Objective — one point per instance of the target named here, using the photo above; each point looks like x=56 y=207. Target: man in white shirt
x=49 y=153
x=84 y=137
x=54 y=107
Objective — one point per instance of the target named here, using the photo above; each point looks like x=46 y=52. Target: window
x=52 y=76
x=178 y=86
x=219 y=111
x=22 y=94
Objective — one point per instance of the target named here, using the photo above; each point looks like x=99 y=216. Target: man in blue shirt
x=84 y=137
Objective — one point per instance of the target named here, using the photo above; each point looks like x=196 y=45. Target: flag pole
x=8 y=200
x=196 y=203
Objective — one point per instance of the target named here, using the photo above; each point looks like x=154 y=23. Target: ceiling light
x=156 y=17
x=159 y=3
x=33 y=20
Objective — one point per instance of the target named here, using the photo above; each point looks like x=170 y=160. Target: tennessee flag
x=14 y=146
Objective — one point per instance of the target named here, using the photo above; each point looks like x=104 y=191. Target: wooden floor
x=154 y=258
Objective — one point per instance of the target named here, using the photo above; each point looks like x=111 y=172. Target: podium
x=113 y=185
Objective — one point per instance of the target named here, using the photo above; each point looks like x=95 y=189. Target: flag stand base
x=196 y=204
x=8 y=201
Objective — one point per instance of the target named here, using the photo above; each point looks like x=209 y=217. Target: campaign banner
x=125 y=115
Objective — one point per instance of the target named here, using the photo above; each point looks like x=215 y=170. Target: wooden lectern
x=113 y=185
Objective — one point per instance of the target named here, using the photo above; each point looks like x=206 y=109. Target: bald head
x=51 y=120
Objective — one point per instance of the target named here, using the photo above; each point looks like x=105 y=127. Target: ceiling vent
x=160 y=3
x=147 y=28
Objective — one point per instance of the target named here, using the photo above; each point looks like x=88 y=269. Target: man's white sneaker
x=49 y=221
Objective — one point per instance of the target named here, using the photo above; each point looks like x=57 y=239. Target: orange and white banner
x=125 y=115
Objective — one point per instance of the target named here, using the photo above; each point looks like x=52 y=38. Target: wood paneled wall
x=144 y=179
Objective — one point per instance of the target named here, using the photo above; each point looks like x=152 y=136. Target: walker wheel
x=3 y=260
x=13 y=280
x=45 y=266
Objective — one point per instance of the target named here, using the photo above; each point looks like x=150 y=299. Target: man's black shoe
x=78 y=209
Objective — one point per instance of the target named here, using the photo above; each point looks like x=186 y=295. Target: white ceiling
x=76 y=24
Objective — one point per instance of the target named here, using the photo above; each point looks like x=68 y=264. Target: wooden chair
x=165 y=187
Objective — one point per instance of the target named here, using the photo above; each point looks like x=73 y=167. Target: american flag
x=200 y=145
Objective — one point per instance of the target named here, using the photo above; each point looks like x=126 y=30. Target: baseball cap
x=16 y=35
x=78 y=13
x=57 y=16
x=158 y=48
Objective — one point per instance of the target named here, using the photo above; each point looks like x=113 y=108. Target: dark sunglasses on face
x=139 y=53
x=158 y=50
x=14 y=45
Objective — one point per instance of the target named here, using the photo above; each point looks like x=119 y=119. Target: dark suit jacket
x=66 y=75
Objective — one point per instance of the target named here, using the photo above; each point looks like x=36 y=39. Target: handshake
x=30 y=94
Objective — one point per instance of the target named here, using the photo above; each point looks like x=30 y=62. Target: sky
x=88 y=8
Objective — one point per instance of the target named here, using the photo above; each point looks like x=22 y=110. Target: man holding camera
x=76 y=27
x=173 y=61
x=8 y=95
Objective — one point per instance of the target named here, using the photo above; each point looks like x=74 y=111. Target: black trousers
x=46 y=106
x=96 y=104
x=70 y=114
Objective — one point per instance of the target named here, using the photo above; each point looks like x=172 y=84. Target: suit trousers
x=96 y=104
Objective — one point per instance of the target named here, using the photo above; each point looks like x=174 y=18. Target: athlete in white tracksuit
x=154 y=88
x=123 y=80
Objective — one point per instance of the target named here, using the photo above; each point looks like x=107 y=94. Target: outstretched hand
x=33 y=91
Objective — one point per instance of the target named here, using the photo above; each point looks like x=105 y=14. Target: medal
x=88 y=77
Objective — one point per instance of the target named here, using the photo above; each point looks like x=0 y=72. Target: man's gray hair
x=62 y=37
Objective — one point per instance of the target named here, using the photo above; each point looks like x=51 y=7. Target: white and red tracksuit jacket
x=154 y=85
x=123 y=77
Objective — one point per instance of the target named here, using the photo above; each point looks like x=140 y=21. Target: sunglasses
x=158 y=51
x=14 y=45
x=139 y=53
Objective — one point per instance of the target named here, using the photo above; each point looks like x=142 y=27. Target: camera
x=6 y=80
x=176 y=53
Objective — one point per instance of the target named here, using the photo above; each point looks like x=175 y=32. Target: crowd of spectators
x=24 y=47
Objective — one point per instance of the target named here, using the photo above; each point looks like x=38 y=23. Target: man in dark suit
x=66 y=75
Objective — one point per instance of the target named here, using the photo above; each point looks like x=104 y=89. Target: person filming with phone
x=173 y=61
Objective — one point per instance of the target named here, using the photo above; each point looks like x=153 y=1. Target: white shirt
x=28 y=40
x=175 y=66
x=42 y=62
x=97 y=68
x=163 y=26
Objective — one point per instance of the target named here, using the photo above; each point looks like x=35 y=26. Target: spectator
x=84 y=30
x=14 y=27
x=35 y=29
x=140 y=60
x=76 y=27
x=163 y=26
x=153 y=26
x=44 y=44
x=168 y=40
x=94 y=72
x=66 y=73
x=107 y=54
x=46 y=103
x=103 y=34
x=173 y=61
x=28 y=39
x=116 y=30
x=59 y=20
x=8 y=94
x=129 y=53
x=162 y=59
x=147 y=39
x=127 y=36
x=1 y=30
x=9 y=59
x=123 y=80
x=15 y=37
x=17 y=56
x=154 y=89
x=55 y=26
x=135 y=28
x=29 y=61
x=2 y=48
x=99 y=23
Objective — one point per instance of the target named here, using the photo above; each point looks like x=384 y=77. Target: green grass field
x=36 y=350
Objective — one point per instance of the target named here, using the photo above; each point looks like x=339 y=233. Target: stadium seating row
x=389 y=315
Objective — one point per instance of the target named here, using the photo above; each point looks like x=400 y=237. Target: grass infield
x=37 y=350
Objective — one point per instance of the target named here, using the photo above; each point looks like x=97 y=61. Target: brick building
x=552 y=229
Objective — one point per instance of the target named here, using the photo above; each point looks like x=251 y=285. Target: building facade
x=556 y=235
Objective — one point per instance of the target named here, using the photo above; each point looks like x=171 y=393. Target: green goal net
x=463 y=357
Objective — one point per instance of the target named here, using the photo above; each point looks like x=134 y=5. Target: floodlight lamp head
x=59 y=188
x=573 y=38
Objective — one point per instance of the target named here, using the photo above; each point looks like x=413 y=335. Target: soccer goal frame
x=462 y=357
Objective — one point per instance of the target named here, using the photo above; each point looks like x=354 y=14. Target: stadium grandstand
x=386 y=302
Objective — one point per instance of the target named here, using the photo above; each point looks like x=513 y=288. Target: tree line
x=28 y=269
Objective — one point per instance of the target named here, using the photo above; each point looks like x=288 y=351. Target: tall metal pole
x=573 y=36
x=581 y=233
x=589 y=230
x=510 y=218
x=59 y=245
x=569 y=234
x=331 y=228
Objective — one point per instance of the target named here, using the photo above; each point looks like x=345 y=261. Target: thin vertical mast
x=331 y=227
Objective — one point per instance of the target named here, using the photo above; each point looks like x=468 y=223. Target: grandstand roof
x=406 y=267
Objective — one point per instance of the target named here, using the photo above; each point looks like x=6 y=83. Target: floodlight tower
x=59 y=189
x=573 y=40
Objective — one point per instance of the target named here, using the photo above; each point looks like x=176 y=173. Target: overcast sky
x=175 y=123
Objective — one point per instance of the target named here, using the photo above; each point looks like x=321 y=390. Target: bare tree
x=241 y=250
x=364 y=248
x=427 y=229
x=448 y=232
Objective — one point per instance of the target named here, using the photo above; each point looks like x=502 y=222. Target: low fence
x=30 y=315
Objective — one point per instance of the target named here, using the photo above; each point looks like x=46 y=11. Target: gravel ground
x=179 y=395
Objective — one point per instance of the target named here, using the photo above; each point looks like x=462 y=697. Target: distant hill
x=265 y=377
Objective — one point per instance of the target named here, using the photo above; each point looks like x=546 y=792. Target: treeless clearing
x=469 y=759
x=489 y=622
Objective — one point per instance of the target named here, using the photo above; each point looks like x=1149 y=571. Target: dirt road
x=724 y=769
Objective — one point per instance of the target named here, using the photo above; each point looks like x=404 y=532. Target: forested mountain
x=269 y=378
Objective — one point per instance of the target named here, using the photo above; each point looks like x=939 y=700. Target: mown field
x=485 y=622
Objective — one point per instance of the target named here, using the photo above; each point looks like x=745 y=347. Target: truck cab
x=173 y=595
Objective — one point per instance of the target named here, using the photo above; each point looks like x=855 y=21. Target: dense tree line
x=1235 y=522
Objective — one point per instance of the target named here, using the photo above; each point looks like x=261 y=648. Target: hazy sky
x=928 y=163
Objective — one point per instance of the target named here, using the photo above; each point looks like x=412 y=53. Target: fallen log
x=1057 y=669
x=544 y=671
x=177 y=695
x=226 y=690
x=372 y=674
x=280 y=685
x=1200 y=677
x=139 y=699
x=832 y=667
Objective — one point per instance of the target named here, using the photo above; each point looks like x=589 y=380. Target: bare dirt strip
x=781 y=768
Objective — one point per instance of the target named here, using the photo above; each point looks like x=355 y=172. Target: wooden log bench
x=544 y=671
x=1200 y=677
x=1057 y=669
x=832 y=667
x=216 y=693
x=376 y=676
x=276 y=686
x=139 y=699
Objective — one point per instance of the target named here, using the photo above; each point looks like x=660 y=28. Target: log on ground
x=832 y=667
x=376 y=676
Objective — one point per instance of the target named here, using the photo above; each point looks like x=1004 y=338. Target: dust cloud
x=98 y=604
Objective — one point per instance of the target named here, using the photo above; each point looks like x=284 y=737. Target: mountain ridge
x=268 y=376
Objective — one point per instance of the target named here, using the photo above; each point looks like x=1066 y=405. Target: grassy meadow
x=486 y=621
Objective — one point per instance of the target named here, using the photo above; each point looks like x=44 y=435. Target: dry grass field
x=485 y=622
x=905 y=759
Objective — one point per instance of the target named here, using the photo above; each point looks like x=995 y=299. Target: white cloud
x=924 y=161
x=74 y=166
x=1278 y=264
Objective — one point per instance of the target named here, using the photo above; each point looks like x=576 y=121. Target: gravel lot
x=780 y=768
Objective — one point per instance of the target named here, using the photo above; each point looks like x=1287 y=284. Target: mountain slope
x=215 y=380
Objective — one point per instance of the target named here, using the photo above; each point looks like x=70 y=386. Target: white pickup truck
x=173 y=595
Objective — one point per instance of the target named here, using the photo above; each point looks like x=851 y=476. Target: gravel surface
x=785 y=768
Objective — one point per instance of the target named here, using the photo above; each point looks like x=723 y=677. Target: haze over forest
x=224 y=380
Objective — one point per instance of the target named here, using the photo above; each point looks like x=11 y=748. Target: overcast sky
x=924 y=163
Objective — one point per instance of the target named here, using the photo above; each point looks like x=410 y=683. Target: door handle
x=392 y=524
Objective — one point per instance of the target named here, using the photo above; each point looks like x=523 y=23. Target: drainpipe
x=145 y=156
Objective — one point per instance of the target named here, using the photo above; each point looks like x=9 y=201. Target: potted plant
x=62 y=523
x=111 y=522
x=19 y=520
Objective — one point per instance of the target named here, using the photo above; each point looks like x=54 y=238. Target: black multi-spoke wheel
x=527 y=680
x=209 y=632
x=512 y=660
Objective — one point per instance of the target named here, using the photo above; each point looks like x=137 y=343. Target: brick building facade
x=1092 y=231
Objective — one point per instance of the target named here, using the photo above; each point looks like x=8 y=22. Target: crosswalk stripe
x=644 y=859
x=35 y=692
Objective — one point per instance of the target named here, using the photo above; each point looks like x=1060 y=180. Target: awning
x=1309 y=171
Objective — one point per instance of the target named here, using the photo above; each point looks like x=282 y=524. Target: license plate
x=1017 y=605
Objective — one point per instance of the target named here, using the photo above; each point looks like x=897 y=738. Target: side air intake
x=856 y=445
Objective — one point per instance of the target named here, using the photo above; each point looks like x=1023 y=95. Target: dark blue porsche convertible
━━━━━━━━━━━━━━━━
* **Set problem**
Copy the items above word for word, starting at the line that contains "Target: white ceiling" and ending at the line that contains "x=165 y=187", with both of those lines included.

* **Full response**
Objective — one point per instance of the target named here, using the photo above; each point looks like x=186 y=295. Target: white ceiling
x=76 y=24
Objective — one point per instance of the target named here, using the photo above; each point looks like x=68 y=264. Target: wooden chair
x=165 y=187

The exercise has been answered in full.